───── Given text
How We Cut Agent-to-Agent Message Latency from 30 Minutes to 1 Second

TL;DR

We run 19 AI agents across 9 mini-PCs using OpenClaw. Agent-to-agent message delivery was taking up to 30 minutes — we got it down to ~1 second using a lightweight SSE + systemd bridge architecture. Here's how.

The Problem: Heartbeat-Driven Polling

OpenClaw agents are event-driven by design. They respond to user messages instantly — but inter-agent communication is a different story.

In our setup, we run a custom message bus: a simple Flask + Gunicorn HTTP API where agents post messages and recipients poll for them. The polling happens via OpenClaw's cron.wake heartbeat.

The heartbeat interval maxes out at 30 minutes. This means:

• Agent A posts a message → 0 seconds
• Agent B's next heartbeat fires → up to 30 minutes later
• B reads and processes the message → a few more seconds

For real-time coordination tasks, this was a dealbreaker.

First Attempt: sessions_send (Didn't Work)

OpenClaw has a sessions_send API for injecting messages directly into another session:

sessions_send(sessionKey="agent:some-agent:main", message="New task for you")

This looked perfect — messages delivered instantly! But there was a catch.

sessions_send only works for main/webchat sessions. Our agents primarily run on Telegram sessions. Messages injected this way were silently ignored by the agents.

Back to the drawing board.

The Solution: SSE + bus-watcher Bridge

We flipped the approach: instead of agents polling the bus, the bus pushes events to a lightweight watcher process running on each node.
──────────
__Stated task 1__
In the latency write-up, what kind of sessions does sessions_send work for?
__Stated task 2__
Arrange everything in the rows, from the first one down to the line containing "[[141, 472], [125, 389], [68, 397]]", as a JSON list of strings with one string per line and blank lines omitted.
───── Provided records
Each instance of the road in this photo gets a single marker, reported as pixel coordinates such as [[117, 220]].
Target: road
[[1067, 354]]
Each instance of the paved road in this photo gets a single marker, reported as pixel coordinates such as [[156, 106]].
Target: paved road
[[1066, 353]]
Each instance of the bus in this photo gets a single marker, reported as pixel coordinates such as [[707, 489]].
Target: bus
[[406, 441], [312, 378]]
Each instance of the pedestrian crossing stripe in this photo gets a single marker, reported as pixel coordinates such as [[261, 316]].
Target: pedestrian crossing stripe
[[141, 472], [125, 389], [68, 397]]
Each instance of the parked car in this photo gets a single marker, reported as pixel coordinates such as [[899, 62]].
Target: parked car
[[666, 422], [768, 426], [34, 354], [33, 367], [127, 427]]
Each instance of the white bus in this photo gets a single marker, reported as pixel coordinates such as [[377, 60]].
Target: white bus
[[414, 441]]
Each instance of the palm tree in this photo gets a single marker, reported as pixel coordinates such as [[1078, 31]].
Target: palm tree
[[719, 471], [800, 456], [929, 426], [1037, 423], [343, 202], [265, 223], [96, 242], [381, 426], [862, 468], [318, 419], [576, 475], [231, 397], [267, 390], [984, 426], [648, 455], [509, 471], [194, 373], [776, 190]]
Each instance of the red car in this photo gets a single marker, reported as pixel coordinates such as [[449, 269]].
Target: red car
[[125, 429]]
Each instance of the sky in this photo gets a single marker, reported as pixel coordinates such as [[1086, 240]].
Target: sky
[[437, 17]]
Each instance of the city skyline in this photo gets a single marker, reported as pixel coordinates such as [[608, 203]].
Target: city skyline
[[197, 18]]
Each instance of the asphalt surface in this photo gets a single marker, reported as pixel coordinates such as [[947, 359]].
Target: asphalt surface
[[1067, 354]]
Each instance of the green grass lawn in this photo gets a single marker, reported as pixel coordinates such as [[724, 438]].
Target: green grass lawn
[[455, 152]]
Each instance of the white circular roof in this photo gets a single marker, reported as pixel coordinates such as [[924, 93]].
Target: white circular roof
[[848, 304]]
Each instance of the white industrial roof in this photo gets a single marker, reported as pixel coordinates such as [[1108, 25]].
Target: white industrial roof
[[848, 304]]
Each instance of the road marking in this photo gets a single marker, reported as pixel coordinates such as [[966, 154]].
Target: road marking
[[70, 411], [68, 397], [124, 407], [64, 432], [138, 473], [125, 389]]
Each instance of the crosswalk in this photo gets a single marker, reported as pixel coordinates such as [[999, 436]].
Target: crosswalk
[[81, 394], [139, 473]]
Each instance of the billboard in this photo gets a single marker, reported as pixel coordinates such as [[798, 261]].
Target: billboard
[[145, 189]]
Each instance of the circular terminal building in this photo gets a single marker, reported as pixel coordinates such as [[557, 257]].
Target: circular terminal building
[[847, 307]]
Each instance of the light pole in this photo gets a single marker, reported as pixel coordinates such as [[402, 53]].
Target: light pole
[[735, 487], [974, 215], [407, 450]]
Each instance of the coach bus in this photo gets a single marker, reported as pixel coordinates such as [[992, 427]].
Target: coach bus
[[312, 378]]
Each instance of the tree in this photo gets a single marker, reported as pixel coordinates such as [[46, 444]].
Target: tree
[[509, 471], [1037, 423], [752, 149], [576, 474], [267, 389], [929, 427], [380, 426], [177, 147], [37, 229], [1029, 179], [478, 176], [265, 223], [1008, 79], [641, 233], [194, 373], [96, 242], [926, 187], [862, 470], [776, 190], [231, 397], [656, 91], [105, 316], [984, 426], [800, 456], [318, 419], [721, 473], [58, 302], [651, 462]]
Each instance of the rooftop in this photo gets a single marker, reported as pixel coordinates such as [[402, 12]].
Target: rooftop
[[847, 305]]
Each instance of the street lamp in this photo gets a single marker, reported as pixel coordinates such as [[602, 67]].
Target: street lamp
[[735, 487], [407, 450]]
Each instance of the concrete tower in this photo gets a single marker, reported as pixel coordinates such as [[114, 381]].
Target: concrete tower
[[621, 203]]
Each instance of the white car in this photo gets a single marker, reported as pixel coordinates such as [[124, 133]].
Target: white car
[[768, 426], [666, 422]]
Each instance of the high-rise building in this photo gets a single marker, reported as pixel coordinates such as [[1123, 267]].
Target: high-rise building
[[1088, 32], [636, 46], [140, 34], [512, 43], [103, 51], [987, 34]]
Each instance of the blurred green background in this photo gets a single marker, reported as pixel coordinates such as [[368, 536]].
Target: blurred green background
──────────
__Written reply 1__
Only main/webchat sessions.

__Written reply 2__
[
  "Each instance of the road in this photo gets a single marker, reported as pixel coordinates such as [[117, 220]].",
  "Target: road",
  "[[1067, 354]]",
  "Each instance of the paved road in this photo gets a single marker, reported as pixel coordinates such as [[156, 106]].",
  "Target: paved road",
  "[[1066, 353]]",
  "Each instance of the bus in this photo gets a single marker, reported as pixel coordinates such as [[707, 489]].",
  "Target: bus",
  "[[406, 441], [312, 378]]",
  "Each instance of the pedestrian crossing stripe in this photo gets a single marker, reported as pixel coordinates such as [[261, 316]].",
  "Target: pedestrian crossing stripe",
  "[[141, 472], [125, 389], [68, 397]]"
]